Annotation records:
>>
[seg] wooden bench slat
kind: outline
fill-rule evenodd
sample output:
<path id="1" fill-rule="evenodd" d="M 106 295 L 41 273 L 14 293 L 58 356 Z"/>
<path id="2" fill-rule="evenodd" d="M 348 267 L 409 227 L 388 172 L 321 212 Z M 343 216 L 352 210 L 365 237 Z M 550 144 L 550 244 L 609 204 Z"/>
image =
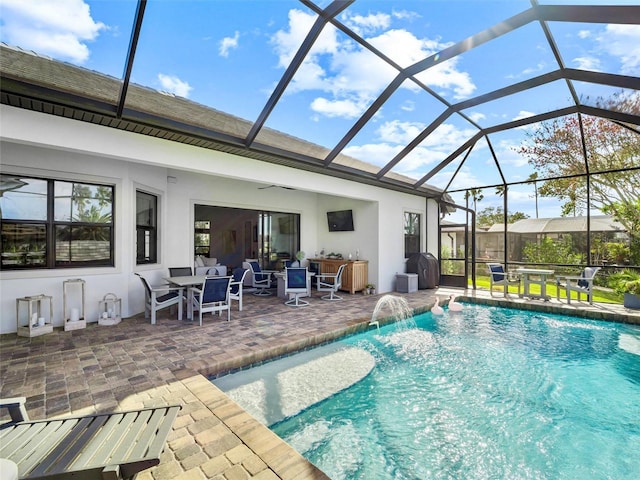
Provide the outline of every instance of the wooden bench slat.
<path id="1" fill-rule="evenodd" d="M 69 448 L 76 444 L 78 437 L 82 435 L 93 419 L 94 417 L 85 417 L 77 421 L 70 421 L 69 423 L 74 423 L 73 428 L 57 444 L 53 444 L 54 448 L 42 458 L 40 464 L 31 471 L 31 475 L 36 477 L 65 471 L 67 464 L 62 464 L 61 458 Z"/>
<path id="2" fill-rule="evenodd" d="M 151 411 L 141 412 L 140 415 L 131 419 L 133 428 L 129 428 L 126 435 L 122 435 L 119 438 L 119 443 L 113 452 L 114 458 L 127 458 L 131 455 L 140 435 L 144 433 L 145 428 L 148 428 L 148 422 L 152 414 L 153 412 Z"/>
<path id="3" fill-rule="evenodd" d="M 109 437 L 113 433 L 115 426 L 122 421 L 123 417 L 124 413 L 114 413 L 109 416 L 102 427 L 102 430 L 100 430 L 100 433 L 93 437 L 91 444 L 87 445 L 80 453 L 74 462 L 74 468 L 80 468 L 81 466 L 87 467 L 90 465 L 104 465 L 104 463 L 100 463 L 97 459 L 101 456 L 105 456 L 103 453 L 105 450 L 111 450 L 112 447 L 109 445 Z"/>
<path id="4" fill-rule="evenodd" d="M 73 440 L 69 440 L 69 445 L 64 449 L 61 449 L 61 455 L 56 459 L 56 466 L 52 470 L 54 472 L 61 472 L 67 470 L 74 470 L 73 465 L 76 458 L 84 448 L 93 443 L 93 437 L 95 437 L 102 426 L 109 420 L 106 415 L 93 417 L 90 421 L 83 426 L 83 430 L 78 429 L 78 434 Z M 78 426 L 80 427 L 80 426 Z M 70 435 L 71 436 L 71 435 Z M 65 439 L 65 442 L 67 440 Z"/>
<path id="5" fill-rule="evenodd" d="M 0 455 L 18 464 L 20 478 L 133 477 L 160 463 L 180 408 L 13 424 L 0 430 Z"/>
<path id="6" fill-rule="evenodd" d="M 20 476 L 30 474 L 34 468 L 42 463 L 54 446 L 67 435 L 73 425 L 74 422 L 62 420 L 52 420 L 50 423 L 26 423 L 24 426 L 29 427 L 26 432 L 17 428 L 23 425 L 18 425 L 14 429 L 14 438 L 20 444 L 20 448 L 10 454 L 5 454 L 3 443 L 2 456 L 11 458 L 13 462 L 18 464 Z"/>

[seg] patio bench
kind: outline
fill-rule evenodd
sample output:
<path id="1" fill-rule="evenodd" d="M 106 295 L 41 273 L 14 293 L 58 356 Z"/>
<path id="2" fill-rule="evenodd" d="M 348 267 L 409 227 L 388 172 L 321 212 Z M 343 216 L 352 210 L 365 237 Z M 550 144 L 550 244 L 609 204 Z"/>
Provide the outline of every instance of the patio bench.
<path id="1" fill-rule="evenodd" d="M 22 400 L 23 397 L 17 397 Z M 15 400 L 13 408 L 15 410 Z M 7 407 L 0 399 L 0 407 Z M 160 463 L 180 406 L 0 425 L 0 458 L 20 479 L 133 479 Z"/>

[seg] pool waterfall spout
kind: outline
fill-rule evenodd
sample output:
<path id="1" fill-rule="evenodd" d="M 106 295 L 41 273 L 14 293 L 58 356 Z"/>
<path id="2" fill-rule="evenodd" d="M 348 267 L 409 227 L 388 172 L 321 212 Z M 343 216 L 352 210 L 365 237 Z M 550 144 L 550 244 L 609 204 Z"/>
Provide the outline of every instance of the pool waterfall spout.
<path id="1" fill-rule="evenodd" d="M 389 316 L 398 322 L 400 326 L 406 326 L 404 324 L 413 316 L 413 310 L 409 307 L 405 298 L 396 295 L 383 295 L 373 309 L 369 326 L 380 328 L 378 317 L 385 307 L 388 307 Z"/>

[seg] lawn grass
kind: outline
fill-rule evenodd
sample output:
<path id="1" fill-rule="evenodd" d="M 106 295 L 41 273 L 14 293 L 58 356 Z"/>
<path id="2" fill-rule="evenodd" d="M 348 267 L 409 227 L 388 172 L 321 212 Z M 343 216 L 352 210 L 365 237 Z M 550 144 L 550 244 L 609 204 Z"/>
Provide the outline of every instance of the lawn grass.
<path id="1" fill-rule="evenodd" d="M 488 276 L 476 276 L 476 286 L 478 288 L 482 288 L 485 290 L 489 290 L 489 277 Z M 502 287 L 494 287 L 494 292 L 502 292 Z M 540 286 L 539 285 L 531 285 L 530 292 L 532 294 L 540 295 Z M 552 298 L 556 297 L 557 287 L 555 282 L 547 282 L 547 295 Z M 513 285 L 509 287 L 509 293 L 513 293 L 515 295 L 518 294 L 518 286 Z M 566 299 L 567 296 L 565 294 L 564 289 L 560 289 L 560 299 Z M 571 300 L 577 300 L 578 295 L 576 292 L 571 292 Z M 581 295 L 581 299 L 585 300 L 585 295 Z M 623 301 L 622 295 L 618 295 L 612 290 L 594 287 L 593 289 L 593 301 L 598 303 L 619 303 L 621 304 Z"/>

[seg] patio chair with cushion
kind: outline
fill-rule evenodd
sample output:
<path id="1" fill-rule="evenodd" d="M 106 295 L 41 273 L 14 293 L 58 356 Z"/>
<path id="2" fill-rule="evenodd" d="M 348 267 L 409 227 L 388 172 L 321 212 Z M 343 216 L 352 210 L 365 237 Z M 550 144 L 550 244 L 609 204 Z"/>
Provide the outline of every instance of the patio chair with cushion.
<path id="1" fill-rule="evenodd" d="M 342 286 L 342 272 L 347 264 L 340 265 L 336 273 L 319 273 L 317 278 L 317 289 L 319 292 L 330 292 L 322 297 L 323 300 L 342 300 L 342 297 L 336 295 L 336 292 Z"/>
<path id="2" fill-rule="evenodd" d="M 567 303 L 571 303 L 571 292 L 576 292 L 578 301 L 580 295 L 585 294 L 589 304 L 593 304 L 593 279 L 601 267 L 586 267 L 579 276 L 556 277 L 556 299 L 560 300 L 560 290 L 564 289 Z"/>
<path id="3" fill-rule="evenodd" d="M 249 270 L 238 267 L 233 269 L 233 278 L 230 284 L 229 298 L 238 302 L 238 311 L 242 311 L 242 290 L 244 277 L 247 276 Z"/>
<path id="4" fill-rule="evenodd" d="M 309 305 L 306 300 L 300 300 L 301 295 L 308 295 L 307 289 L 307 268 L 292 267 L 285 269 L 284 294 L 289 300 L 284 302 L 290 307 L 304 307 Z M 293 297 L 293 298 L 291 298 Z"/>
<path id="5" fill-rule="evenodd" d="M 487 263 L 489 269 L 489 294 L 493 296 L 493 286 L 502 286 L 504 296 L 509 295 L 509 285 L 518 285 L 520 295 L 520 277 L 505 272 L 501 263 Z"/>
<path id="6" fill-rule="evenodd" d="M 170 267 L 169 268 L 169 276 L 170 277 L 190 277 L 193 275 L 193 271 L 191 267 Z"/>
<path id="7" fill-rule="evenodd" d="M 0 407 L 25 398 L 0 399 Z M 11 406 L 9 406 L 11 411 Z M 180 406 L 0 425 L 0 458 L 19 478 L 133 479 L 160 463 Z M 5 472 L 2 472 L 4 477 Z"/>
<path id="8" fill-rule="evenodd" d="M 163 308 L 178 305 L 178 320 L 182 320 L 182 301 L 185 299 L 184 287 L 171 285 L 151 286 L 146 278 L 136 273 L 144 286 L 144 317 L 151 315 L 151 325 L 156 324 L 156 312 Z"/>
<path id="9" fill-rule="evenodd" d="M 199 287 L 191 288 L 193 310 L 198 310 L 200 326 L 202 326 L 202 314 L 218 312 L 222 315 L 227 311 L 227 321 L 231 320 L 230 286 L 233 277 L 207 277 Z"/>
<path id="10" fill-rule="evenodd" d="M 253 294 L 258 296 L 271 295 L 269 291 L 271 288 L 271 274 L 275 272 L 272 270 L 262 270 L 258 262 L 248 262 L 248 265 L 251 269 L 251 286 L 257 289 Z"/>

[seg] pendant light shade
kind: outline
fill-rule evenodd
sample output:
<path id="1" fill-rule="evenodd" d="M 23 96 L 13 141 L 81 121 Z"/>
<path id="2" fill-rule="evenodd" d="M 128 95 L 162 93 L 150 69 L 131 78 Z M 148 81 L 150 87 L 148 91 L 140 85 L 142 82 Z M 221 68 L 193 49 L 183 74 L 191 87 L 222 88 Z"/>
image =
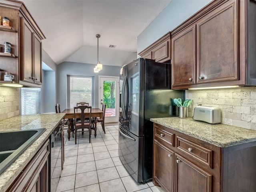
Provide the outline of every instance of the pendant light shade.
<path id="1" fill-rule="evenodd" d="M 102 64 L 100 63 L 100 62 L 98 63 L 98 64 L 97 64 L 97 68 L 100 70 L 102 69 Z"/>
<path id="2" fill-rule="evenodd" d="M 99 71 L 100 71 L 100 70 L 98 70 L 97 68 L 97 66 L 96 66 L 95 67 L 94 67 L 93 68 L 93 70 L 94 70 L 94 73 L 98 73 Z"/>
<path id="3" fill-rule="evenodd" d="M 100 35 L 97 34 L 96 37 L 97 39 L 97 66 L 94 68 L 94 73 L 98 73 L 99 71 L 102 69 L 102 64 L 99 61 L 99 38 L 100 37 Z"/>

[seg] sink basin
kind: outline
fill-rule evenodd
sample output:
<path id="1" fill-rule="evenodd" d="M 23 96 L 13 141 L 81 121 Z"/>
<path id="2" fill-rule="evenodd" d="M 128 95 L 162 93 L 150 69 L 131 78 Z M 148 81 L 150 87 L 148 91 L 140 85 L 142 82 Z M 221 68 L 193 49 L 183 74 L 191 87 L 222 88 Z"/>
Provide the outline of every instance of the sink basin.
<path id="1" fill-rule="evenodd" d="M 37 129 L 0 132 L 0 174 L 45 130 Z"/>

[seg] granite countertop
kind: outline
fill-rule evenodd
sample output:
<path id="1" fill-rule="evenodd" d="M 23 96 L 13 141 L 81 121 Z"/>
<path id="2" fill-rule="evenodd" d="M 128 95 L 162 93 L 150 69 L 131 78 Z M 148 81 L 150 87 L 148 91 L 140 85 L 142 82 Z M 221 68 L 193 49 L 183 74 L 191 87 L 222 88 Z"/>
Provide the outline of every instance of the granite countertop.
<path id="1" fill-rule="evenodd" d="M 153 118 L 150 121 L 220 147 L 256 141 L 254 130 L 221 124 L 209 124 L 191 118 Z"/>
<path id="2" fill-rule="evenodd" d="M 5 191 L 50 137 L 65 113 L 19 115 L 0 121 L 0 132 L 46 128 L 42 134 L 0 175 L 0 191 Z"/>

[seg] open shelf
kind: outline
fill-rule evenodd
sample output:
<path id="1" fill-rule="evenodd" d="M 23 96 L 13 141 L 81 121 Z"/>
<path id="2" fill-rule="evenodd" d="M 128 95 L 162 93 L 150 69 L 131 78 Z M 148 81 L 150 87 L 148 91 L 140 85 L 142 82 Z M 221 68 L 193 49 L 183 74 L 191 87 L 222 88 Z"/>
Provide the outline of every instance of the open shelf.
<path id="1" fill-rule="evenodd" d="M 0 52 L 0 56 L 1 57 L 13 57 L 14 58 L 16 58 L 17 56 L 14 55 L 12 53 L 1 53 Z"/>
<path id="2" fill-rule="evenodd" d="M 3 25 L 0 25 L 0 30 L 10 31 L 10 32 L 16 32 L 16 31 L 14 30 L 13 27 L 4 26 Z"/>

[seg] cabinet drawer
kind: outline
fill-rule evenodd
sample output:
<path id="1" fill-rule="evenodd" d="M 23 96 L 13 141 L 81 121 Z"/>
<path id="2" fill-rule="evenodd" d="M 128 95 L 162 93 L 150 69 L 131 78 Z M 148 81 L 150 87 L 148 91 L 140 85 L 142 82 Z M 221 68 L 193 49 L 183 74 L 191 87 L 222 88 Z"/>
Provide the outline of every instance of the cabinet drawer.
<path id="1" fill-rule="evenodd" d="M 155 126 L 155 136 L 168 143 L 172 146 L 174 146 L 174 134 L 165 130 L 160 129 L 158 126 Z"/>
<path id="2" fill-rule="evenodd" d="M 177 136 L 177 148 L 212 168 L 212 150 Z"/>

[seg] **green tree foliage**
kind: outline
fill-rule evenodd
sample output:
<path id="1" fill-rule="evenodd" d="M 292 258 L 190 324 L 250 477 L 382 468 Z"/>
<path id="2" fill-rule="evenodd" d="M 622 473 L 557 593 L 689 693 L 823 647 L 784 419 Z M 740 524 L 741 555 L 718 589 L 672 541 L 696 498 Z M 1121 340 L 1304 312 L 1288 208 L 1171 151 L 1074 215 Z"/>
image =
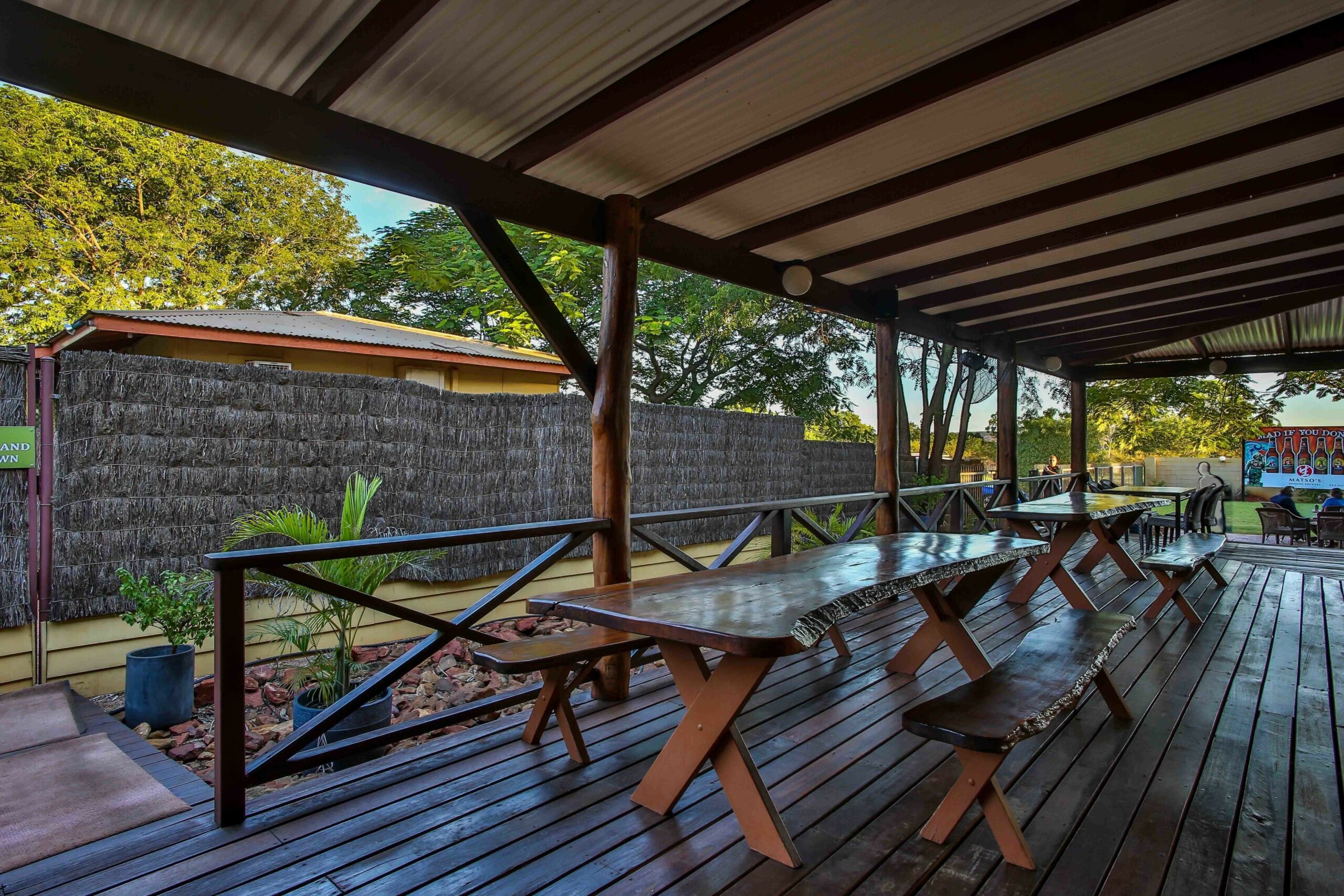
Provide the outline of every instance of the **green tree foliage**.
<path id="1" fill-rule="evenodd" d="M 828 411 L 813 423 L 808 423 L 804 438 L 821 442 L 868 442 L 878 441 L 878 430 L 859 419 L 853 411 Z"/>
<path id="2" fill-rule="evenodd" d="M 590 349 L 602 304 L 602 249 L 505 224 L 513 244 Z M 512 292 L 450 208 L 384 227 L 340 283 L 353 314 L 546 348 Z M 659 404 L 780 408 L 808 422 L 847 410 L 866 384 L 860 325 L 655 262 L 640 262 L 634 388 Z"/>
<<
*What to do*
Could you output, character for character, the lines of the rows from the one containing "[seg] open shelf" through the one containing "3 25 L 0 25", including both of those lines?

*Answer*
[seg] open shelf
kind: outline
fill-rule evenodd
sample output:
<path id="1" fill-rule="evenodd" d="M 23 96 L 13 141 L 81 121 Z"/>
<path id="2" fill-rule="evenodd" d="M 128 95 L 162 93 L 150 69 L 131 78 Z M 148 81 L 150 87 L 148 91 L 140 85 L 142 82 Z M 221 68 L 193 49 L 183 74 L 191 87 L 222 88 Z"/>
Provide the outline of every instance of the open shelf.
<path id="1" fill-rule="evenodd" d="M 0 52 L 0 56 L 1 57 L 13 57 L 14 58 L 16 58 L 17 56 L 14 55 L 12 53 L 1 53 Z"/>
<path id="2" fill-rule="evenodd" d="M 3 25 L 0 25 L 0 30 L 10 31 L 10 32 L 16 32 L 16 31 L 14 30 L 13 27 L 4 26 Z"/>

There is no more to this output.